Brano di testo =>

========================================================================

Si auspica, infine, che le indagini conoscitive e le iniziative di tutte le Regioni consentano di operare una sintesi nazionale e di sollecitare più chiare conclusioni culturali, non solo su ciò che si deve intendere per fascismo storico, ma sulle nuove forme che il fenomeno pu assumere nella nostra società.
Mi sia consentito ancora, signor Presidente, esprimere l'apprezzamento più vivo ed il ringraziamento più caldo della Commissione e da parte mia non solo a quanti dall'esterno hanno compreso il significato del lavoro che ci era affidato e lo hanno facilitato con apporti e sollecitazioni tanto qualificanti, ma anche all'intelligenza, alla dedizione generosa di funzionari che hanno prestato senza risparmio di forze la loro collaborazione.
Riprenderò poi brevemente, se mi sarà consentito, la parola, nel corso della discussione, a nome del Gruppo.



PRESIDENTE

Apro ora la discussione sulla relazione. Ha chiesto di parlare il Consigliere Nesi. Ne ha facoltà.

========================================================================

La richiesta =>
Rispondi, per favore, a queste domande sul brano:
1. Che cosa si auspica che le indagini conoscitive e le iniziative di tutte le Regioni consentano di fare?
2. A nome di chi l'oratore dice che riprenderà la parola nel corso della discussione?
3. Chi ha chiesto di parlare dopo l'apertura della discussione sulla relazione?

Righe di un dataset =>

========================================================================

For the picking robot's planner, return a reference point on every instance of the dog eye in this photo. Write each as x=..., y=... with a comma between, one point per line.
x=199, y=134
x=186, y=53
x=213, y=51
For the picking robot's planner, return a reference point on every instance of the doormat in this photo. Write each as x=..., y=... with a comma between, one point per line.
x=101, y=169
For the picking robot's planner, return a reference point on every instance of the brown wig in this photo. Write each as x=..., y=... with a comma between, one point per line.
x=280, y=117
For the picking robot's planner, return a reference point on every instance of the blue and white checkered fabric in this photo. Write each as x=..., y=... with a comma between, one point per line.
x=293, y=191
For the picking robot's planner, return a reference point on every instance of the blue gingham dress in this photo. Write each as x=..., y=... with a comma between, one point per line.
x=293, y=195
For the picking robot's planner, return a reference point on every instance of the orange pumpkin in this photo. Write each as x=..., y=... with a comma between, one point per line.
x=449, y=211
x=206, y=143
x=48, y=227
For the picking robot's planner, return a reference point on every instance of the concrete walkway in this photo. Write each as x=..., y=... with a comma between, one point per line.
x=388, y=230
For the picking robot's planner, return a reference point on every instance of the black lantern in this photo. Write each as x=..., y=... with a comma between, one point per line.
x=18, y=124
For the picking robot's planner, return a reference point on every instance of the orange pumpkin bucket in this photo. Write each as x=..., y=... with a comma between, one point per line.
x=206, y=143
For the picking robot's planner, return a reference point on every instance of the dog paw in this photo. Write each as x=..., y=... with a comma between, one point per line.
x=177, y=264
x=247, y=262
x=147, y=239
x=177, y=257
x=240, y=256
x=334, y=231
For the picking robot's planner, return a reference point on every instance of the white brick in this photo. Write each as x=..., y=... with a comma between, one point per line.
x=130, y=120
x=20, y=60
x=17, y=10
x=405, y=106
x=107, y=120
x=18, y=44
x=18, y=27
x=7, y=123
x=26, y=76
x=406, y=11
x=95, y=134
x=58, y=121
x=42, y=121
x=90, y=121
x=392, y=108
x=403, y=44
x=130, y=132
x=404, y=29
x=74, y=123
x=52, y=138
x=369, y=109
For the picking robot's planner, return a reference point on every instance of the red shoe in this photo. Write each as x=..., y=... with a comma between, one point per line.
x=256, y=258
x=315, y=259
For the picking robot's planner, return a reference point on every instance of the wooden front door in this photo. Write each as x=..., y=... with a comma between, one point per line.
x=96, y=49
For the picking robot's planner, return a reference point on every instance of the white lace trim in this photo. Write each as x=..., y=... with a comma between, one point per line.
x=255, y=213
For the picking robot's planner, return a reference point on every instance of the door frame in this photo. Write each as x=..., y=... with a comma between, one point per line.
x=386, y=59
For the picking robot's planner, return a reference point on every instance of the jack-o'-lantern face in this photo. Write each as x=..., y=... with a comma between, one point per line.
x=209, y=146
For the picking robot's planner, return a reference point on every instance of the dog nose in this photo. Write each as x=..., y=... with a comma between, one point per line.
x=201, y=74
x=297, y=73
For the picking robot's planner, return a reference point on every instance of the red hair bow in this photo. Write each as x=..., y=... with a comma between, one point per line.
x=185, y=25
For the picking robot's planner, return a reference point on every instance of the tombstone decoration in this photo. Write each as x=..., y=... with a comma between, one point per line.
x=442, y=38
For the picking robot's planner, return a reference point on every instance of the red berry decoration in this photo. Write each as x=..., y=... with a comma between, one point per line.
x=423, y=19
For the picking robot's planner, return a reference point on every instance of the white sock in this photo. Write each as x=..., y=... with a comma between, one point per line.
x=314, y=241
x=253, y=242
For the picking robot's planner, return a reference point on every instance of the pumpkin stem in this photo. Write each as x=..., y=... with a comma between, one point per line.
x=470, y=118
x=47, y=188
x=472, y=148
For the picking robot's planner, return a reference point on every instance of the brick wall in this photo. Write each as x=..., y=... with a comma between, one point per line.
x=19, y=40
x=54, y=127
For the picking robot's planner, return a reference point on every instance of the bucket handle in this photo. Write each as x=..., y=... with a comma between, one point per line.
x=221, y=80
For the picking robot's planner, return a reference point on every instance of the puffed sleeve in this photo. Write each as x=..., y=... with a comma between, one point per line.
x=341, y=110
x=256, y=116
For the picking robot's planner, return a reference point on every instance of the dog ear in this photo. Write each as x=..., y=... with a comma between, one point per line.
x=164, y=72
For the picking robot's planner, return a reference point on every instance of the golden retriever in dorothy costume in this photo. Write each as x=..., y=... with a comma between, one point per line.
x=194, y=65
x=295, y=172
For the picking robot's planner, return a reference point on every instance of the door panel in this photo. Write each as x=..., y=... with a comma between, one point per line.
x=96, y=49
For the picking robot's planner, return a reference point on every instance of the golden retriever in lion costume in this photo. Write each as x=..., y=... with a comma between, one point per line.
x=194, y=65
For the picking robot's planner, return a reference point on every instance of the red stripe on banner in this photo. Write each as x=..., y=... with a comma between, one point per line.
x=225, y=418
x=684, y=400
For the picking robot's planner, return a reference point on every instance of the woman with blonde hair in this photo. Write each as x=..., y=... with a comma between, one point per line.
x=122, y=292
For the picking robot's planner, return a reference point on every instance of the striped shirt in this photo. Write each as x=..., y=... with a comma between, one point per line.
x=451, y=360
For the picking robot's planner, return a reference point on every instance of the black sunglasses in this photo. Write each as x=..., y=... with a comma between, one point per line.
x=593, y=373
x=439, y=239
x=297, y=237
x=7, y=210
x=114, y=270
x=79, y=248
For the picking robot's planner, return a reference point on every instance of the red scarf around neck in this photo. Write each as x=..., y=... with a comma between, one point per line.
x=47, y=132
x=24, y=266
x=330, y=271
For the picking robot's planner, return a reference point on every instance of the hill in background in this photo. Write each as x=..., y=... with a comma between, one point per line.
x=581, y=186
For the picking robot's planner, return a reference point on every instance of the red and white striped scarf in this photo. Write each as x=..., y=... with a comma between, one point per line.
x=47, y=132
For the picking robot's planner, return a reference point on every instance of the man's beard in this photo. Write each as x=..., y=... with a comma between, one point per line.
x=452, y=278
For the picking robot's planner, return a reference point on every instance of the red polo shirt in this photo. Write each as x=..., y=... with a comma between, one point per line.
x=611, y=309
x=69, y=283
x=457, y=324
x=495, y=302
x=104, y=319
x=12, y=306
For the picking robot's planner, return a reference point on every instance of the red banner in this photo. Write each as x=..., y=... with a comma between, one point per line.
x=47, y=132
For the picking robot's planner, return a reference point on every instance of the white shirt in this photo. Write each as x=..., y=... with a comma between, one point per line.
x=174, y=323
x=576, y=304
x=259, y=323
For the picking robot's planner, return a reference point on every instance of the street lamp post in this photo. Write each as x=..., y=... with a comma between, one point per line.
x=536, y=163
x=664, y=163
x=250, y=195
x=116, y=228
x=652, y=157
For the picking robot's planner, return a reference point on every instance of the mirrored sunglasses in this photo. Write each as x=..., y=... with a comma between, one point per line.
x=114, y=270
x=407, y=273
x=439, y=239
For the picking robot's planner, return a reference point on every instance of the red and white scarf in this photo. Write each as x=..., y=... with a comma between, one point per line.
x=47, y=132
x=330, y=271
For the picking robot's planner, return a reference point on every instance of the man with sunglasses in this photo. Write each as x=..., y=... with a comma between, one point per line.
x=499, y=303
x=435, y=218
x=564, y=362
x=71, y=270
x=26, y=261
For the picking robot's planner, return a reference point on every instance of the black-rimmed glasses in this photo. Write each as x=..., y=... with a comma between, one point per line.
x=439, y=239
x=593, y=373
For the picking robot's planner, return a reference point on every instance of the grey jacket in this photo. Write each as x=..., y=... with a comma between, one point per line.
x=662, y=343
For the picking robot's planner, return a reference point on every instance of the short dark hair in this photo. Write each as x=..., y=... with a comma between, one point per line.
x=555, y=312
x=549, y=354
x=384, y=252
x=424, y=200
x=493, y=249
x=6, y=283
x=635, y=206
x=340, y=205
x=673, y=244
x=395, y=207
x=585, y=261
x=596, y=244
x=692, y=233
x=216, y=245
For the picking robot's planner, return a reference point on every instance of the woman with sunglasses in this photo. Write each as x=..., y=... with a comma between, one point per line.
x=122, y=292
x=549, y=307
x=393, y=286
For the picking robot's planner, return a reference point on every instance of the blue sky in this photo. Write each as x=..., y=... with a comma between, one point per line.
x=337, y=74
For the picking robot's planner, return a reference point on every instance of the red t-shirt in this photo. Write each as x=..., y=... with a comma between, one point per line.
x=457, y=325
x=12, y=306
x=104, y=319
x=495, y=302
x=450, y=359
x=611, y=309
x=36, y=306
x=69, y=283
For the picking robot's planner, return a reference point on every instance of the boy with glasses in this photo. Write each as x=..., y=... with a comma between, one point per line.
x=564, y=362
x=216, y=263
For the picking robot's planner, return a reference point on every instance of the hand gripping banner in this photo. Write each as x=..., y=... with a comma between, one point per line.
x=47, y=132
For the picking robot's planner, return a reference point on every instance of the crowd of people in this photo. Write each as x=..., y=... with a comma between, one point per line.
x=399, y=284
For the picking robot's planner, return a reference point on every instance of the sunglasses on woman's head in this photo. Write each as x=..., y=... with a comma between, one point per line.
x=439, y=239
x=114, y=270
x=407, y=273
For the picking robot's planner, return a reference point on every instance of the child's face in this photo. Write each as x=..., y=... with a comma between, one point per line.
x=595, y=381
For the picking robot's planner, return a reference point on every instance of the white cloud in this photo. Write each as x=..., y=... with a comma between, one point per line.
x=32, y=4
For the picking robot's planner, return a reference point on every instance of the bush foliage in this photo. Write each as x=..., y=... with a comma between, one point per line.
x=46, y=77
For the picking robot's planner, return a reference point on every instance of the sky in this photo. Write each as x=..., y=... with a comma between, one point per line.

========================================================================

Risposta all'esercizio =>
1. Di operare una sintesi nazionale e di sollecitare più chiare conclusioni culturali.
2. A nome del Gruppo.
3. Il Consigliere Nesi.